Object location annotation records
※ ※ ※

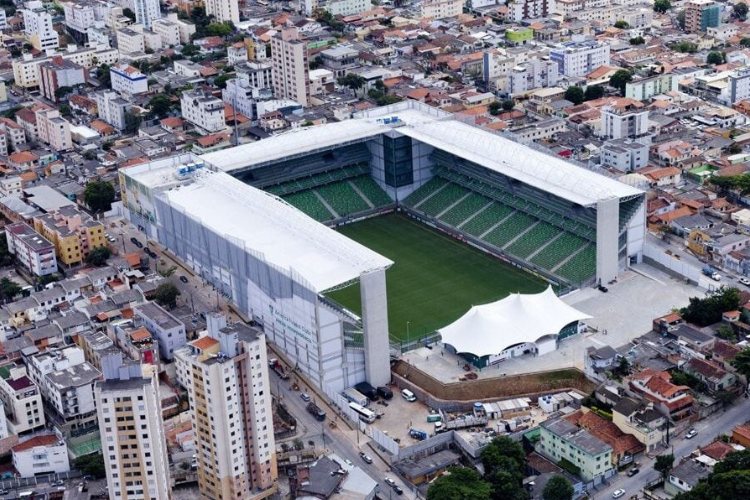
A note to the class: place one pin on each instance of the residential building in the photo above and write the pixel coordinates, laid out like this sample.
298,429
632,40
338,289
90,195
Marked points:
580,58
73,233
112,108
22,400
701,15
57,73
561,439
41,454
203,110
135,459
146,12
168,330
128,80
439,9
223,10
233,427
290,67
33,252
38,27
625,118
625,155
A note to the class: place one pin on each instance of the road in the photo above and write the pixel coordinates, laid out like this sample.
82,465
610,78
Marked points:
708,430
343,442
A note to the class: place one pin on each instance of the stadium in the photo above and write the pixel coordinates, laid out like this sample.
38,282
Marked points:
458,217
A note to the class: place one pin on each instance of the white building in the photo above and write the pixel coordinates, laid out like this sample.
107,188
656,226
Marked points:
38,27
42,454
223,10
580,58
32,250
204,111
128,80
120,403
226,376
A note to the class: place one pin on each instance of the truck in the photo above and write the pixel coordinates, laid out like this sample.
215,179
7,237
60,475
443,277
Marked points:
367,390
711,273
276,366
355,396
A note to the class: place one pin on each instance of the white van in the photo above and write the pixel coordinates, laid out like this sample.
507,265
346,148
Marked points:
408,395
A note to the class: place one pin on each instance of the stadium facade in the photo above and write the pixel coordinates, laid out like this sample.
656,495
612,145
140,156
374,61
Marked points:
236,217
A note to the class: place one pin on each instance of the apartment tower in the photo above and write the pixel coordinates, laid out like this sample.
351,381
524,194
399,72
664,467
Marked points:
226,375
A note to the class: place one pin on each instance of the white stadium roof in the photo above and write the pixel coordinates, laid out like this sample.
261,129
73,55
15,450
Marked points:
267,226
491,328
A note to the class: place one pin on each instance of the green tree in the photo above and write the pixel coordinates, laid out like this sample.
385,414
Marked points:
166,295
574,94
160,105
98,256
739,10
593,92
663,464
99,195
558,488
620,79
661,6
715,58
461,483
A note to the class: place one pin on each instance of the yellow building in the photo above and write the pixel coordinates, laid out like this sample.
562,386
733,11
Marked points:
73,233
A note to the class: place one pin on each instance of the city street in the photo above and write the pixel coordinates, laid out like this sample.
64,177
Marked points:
708,430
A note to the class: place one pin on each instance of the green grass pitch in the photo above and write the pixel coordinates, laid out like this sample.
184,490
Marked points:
435,279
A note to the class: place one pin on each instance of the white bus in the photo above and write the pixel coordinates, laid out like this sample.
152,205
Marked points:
364,414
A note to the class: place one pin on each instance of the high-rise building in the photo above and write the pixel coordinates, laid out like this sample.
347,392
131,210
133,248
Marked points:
291,77
223,10
701,14
133,442
226,375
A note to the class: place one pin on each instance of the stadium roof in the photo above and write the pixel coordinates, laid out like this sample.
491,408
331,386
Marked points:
294,142
491,328
274,230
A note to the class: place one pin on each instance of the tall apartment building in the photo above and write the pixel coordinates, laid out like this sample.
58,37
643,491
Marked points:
133,442
580,58
38,27
203,110
291,77
226,375
34,252
701,15
223,10
146,12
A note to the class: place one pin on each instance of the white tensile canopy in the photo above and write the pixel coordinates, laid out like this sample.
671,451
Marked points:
519,318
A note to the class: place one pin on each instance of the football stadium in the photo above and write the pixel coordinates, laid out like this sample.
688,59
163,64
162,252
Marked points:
391,225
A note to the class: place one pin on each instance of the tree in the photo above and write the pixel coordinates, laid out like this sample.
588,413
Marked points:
98,256
620,79
593,92
739,10
166,295
663,464
461,483
558,488
661,6
574,94
99,195
160,105
715,58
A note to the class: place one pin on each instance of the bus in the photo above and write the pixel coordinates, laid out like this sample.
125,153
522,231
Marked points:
364,414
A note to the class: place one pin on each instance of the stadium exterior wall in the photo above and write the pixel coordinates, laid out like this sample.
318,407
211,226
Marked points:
308,331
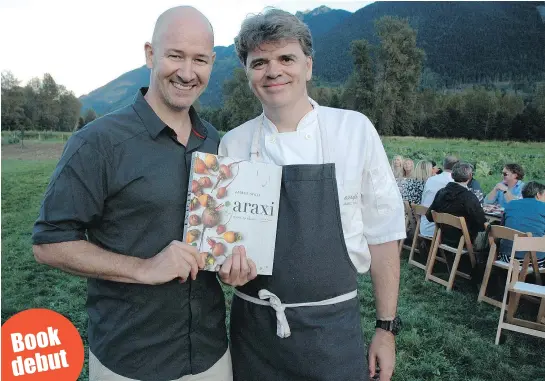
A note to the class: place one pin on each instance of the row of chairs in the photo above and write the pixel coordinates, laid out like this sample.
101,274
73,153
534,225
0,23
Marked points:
516,285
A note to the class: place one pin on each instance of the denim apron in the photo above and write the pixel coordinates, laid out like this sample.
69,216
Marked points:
302,323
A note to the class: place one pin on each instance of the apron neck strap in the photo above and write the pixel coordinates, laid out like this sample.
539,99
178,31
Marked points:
327,153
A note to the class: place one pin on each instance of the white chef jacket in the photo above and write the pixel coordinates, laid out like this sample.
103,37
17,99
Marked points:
371,207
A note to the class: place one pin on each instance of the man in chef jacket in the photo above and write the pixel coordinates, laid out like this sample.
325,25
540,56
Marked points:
340,214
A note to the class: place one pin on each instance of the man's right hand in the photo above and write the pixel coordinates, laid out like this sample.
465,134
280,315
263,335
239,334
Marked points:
177,260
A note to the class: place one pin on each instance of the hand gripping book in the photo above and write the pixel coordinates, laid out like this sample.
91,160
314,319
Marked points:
231,204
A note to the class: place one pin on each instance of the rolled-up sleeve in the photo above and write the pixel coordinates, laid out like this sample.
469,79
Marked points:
383,211
74,198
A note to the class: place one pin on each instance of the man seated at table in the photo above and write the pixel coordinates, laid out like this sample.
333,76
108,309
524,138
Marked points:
432,186
510,188
458,200
526,215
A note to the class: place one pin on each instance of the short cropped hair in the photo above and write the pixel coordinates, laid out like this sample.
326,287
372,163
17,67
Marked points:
461,172
532,189
271,26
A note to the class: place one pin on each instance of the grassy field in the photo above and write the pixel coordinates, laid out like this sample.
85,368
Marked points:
487,157
446,336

※ ※ ※

**EXERCISE REQUIREMENTS**. Transcribe the stretch of the material from the line containing "of the denim" through the final line of the material, with both ends included.

**FULL ANSWER**.
A note to the class: place one pin on each instance of the denim apron in the photo above and write the pixel coordinates, laid out like this sample.
69,216
Marked points:
302,323
A note to the class: place one pin on each instance of the apron neck strap in the photo above and write the pixel coordinates, laid out like this sample.
539,99
178,31
Marked points:
327,153
A note to the class: place one pin on each instance of the white chef jacket in the photo above and write the pixel coordinates, laid out like this sample.
103,37
17,99
Marked points:
371,207
A note to the class: place one pin on each instance of the man in chef jacket in the photo above and write the pixel coordinates, laid out like this sample.
325,25
540,56
Marked points:
340,214
A note to the class: place one pin on each instance of the man's right hand in the photo above and write the pixel coordinates, laid out like this sample.
465,134
280,315
263,335
239,334
Marked points:
177,260
A note to the class: place one pin on each instance of the hand gripping book in the photo above and write the pixel coordinates, laid out like this sample.
91,160
314,319
Marked points:
231,204
A note to the class: place one pin on each instance of the rolled-up sleeve in the photo above and write the pixel coordinates, laid out like this sample.
469,79
Marked points:
383,211
74,198
A note to the class: place one pin on each instance of the man seated at table in the photo above and write the pixel coordinates, laid out like this sample.
333,76
108,309
524,138
Marked points:
432,186
510,188
458,200
526,215
A note to the class: place one pin on each instance of the short cropped hair in the photo above and write the pixel coordinates, laid out like this sample.
326,287
372,163
17,67
Marked points:
461,172
532,189
271,26
A note to the class: place one pin on each instance of the grassy field in the photo above and write the pixel coordinates, laid out like this sample.
85,368
Marked points:
487,157
446,336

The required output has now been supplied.